Excerpts of pointing data:
....
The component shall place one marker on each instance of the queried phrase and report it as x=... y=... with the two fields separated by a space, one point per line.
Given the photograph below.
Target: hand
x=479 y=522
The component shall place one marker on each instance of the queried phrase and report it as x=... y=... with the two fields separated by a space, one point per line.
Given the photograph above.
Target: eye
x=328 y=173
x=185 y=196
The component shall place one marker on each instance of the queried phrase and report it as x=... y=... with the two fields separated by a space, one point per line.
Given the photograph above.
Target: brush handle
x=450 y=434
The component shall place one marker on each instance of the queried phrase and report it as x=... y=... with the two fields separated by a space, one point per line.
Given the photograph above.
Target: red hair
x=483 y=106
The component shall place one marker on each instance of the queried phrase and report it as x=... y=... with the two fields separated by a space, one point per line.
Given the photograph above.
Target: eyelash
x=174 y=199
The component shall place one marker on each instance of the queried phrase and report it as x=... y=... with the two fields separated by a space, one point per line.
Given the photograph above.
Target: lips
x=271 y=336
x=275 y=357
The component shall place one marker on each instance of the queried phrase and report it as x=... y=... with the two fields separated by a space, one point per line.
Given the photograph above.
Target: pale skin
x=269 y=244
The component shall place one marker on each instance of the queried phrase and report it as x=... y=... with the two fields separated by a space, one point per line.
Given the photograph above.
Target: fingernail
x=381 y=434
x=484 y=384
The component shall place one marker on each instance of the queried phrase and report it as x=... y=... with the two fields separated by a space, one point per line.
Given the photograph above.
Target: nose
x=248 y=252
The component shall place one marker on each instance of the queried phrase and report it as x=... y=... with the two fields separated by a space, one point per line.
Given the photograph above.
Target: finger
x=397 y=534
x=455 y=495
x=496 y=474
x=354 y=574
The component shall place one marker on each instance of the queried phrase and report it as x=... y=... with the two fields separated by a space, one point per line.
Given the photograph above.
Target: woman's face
....
The request. Rewrite all the entries above as a numbered list with one line per item. Leave out blank lines.

Result.
1. The component shall place one marker on each instance of the queried phrase and report it as x=... y=... with the two fields separated by a space, one point per line.
2. Given the photograph below.
3. Target: hand
4. x=479 y=522
5. The component shall place one marker on each instance of the queried phrase and report it as x=... y=... with the two fields separated by a space, one point per line.
6. Given the photograph above.
7. Target: eye
8. x=328 y=173
9. x=185 y=196
10. The component shall place one marker on each instance of the queried phrase and report it as x=... y=... with the two fields separated by a space, one point per line.
11. Given the photograph above.
12. Target: brush handle
13. x=450 y=434
14. The component shall place one marker on each instance of the queried phrase and report it as x=... y=... with the two fields separated by a space, one point per line.
15. Given the photograph above.
16. Target: red hair
17. x=483 y=106
18. The component shall place one marker on each instance of the queried phrase and report it as x=... y=... with the two fields separated by a space, one point per line.
19. Given the photograph above.
20. Target: eyelash
21. x=174 y=199
22. The component shall place one marker on each instance of the queried phrase and report it as x=... y=... with the two fields separated by a space, one point per line.
23. Given the photograph above.
24. Target: lips
25. x=271 y=336
26. x=275 y=357
27. The component shall place one marker on each instance of the queried phrase and report it as x=... y=... with the two fields separated by a space, one point per line.
28. Given the photograph above.
29. Target: pale skin
30. x=269 y=244
31. The component shall place one marker on each instance of the queried phrase and report it as x=... y=... with the two fields separated by a space, one point per line.
32. Given the photograph above.
33. Target: fingernail
34. x=381 y=434
35. x=484 y=384
36. The component shall place one marker on each instance of the queried phrase and report it as x=... y=... with the two fields separated by a space, one point per line.
37. Given the photograph above.
38. Target: nose
39. x=248 y=252
40. The component shall place one marker on each instance of the queried phrase and report it as x=... y=... with the two fields separated by a space, one point per line.
41. Given the photograph above.
42. Target: finger
43. x=397 y=534
44. x=455 y=495
45. x=496 y=474
46. x=354 y=574
47. The component shall place one marker on each instance of the queried phrase and report it as x=... y=... with the two fields separated by a space, one point per line.
48. Given the photograph above.
49. Target: woman's face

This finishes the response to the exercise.